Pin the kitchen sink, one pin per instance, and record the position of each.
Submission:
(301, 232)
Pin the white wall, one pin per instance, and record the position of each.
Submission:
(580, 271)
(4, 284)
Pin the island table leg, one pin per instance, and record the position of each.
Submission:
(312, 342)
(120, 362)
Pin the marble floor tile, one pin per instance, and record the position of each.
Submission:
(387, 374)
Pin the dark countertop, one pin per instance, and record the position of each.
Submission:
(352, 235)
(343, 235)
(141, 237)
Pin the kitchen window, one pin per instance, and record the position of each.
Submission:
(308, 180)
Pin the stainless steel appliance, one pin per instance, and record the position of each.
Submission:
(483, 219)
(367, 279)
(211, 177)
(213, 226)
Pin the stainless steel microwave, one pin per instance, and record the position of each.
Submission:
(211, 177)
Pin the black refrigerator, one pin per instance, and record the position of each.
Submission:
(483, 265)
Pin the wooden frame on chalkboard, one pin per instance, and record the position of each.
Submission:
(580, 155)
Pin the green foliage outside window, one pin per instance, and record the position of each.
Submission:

++++++

[Given request]: Reproduce each of the records above word for word, from the first to the last, without changing or leaving out anything.

[Full output]:
Pin the kitchen sink, one pin per instance, and record the position of each.
Submission:
(301, 232)
Pin the white wall, one pin per instance, and record the position of each.
Submission:
(580, 271)
(4, 284)
Pin the island table leg, one pin per instance, and record the position of each.
Submission:
(312, 342)
(120, 362)
Pin the marble floor tile, one pin per instance, and record the position of each.
Submission:
(387, 374)
Pin the dark countertop, one pin per instance, and record the position of each.
Submission:
(352, 235)
(343, 235)
(141, 237)
Pin the kitchen window, one pin per instance, and record the position of each.
Submission:
(308, 180)
Pin the stainless steel appliance, one pin per instance, and record the position of each.
Submission:
(483, 219)
(367, 279)
(211, 177)
(213, 226)
Pin the stainless steel microwave, one pin per instance, and record the position of each.
Submission:
(211, 177)
Pin the black refrigerator, one pin per instance, and record the position of each.
Submission:
(483, 265)
Pin the wooden frame on chalkboard, one pin per instance, and record the position of each.
Submission:
(580, 155)
Pin the green foliage outside window, one pin per instance, and record the position of each.
Submission:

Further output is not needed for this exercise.